Remember that one lower bunk is adult sized, the other is child sized. So unless one of you can fit into a 4'9" bunk, you both won't be sleeper on lower beds.

And lets not forget that the family room is really designed for a "family" traveling with kids. That's why it has two child sized bunks. On most trains there are only two family rooms, so they are already hard enough to get.


----------



## Ispolkom (Sep 21, 2008)

AlanB said:


> And lets not forget that the family room is really designed for a "family" traveling with kids. That's why it has two child sized bunks. On most trains there are only two family rooms, so they are already hard enough to get.


Going to Portland it's even worse, as there is one family bedroom in the one sleeper in the Portland section. My wife felt guilty about us luxuriating in the family bedroom when she saw a mother traveling with 3 boys in two roomettes. Me, I justified our hogging this scarce resource on three grounds:

1) We weren't breaking any rules, and had bought the tickets fair and square. I could claim that this was no difference than a singleton booking a roomette, or a couple booking two bedrooms, for that bedroom suite.

2) The family bedroom was significantly cheaper than a roomette, which was a signal to me that it was less desirable to most people (plus, as a very cheap man I'm always interested in saving money). I now think that the low price for the family bedroom is an artifact of tour groups that book only roomettes and bedrooms, ignoring the family bedroom.
========
**ACTIONS TO TAKE**
A. Repeat the train sleeper discussion between "Going to Portland" and "the family bedroom.", inclusive, swapping "guilty" for "awkward".
B. Extend the train sleeper discussion past its final sentence.
These entries come from a separate source.

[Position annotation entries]
========
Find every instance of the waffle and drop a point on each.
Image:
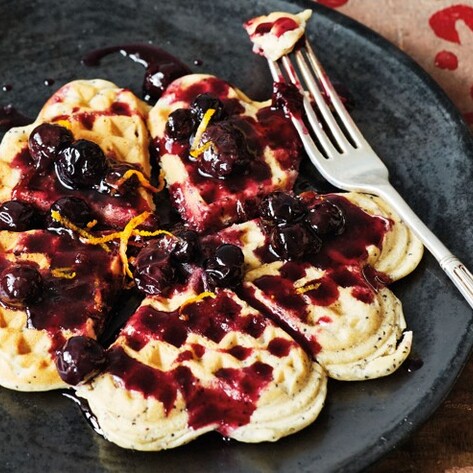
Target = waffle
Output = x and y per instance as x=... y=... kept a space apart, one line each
x=208 y=203
x=181 y=369
x=335 y=302
x=79 y=285
x=275 y=35
x=95 y=110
========
**TASK-BY-TASK ANSWERS**
A.
Going to Portland it's even worse, as there is one family bedroom in the one sleeper in the Portland section. My wife felt awkward about us luxuriating in the family bedroom when she saw a mother traveling with 3 boys in two roomettes. Me, I justified our hogging this scarce resource on three grounds:

1) We weren't breaking any rules, and had bought the tickets fair and square. I could claim that this was no difference than a singleton booking a roomette, or a couple booking two bedrooms, for that bedroom suite.

2) The family bedroom was significantly cheaper than a roomette, which was a signal to me that it was less desirable to most people (plus, as a very cheap man I'm always interested in saving money). I now think that the low price for the family bedroom is an artifact of tour groups that book only roomettes and bedrooms, ignoring the family bedroom.

B.
3) If we had forgone the family bedroom and paid the extra $130 for the much less spacious roomette, how could we know that a family would actually book the compartment? It might just go to another couple with fewer scruples.

Maybe the family bedroom should be limited to parties of 3 or more, but as long as it is freely available, I imagine that I'll be able to swallow my scruples on longer, multinight trips. Let's see if my wife lets me.



Brahmama said:


> I really enjoyed your trip report - thanks for taking the time. It helped get me pumped for our trip which is finally coming next Wednesday! I hope that one of the trains we are on offers wine tasting - that really sounds nice, but it's probably just on the western trains.


Do it yourself. Bring a nice bottle of wine, some plastic cups, some cheese and crackers and you're set. Having seen much this country through a car's windshield, drinking watery coffee or coffee-tasting water, I really appreciate being able to sit back, relax, and watch the scenery while enjoying an adult beverage.


----------



## zoltan (Sep 24, 2008)

Ispolkom said:


> Do it yourself. Bring a nice bottle of wine, some plastic cups, some cheese and crackers and you're set.


Advice for booze-loving Chicago commuters, perhaps?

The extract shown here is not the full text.